> _Exercise details_: Copy out all the records exactly.

═══ Data for processing ═══

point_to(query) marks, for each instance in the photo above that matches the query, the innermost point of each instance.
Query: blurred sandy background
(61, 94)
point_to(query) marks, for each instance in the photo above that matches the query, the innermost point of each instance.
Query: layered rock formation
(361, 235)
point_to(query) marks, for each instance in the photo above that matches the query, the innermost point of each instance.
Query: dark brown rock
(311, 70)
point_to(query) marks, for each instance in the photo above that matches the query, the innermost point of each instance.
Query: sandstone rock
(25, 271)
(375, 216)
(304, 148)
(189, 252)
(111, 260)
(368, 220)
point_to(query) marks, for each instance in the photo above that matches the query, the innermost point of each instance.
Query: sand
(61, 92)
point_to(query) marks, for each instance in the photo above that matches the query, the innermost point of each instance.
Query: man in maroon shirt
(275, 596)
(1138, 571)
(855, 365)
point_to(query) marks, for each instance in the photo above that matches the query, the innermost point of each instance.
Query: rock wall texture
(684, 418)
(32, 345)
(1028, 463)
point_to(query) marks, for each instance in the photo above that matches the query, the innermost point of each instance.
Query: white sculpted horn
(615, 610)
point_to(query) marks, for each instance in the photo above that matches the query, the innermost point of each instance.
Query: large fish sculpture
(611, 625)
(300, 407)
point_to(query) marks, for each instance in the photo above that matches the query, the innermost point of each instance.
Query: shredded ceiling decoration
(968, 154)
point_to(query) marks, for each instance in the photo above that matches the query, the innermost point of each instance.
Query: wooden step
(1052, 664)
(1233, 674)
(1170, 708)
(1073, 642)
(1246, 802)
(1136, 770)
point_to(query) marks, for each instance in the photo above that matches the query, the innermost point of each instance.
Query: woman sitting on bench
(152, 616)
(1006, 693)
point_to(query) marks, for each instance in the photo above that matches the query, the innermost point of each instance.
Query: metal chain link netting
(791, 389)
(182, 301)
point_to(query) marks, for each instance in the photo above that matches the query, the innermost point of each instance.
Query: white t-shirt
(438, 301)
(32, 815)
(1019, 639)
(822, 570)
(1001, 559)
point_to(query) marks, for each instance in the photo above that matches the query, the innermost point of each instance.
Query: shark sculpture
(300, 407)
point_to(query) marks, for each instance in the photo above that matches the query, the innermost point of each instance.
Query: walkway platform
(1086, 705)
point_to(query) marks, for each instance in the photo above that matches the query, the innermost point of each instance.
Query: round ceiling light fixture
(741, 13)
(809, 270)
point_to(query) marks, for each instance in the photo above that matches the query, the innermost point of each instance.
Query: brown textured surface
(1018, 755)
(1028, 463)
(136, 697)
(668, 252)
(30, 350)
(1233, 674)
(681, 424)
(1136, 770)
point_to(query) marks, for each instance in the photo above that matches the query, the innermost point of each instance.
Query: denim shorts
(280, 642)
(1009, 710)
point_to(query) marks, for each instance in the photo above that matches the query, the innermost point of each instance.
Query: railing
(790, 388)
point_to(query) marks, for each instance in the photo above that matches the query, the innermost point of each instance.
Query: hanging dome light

═══

> _Expected answer_:
point_to(query) marks, for each instance in the photo above that matches the query, the innermost point of each instance.
Query: blurred sandy background
(61, 94)
point_to(query) marks, for each instance in the photo above that matches the query, the innermost point of each instance.
Query: layered rock formation
(361, 235)
point_to(query) marks, for each instance in the photo above that matches the query, the innermost point of each instance.
Query: dark brown rock
(311, 70)
point_to(query) marks, for each instance in the photo above that matches the query, the innermost point of each instance.
Query: sandstone rock
(25, 271)
(375, 216)
(304, 148)
(189, 252)
(111, 260)
(368, 220)
point_to(query) marks, for each instance in the photo above that matches the query, the innermost point of each instance.
Query: sand
(61, 92)
point_to(query) marks, for each instance in the photo above that matches the query, the innermost point of each instance.
Query: man in maroon shirt
(275, 596)
(1138, 571)
(855, 365)
point_to(query) marks, for each instance in the photo above that matches the query, the innermost point of each instance.
Query: rock wall texture
(684, 418)
(32, 345)
(1028, 463)
point_to(query) marks, for each instance in the photo above that matches the query, the innermost point of each instance.
Query: white sculpted horn
(615, 610)
point_to(query) marks, for each instance in the photo above that matches the query, the innermost point of each instance.
Query: large fish sculpture
(611, 625)
(300, 407)
point_to(query) marks, for each instance in the photo above that matches the query, the innermost point of each instance.
Query: shredded ceiling decoration
(968, 154)
point_to(query) marks, for each instance in the photo above that matches the query, the innermost point of each instance.
Query: wooden step
(1052, 664)
(1233, 674)
(1170, 708)
(1073, 642)
(1246, 802)
(1136, 770)
point_to(query) marks, for each instance in the photo above that matches the query, the innermost point of each instance.
Query: woman sitting on bench
(152, 616)
(1006, 693)
point_to(query) marks, for each instance in the photo above that matches the query, the innermost point of each instance.
Query: metal chain link netting
(791, 389)
(182, 301)
point_to(query) marks, for each instance in the photo above that matches the query, the innermost point of each instance.
Query: white t-shirt
(438, 301)
(32, 815)
(1019, 639)
(822, 570)
(1001, 559)
point_to(query) marks, for each instance in the photo above that matches the query, the innermost point of each instance.
Query: shark sculpture
(300, 407)
point_to(query) marks, for each instance in the photo above that matches the query, the innermost point of each instance.
Query: walkway platform
(1086, 705)
point_to(query) marks, for each instance in the photo above that matches the query, the innermost point of each instance.
Query: round ceiling light fixture
(741, 13)
(809, 270)
point_to(query) marks, for each instance in the photo above that matches the query, the innermost point of each instance.
Query: brown textured surface
(1018, 755)
(1028, 463)
(136, 697)
(668, 252)
(30, 350)
(1233, 674)
(681, 424)
(1136, 770)
point_to(query) marks, for each instance in the photo above that matches the query, the innermost point of each instance.
Query: denim shorts
(280, 642)
(1009, 710)
point_to(query) marks, for each instance in the photo above that matches the query, the innermost point of each instance.
Query: railing
(790, 388)
point_to(query) marks, for each instance in the photo above that matches the query, the innermost point of each instance.
Query: hanging dome light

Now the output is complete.